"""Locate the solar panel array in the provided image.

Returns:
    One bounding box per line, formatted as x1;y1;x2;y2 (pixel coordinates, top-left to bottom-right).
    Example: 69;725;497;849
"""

---

### What is asked
Write the records above out again word for word, keeping every line and its order unchanged.

### Output of the task
"""Locate the solar panel array in the provided image.

Returns:
    One bounding box per line, formatted as x1;y1;x2;y2 (pixel coordinates, top-left to bottom-right).
    Example: 69;725;497;849
"""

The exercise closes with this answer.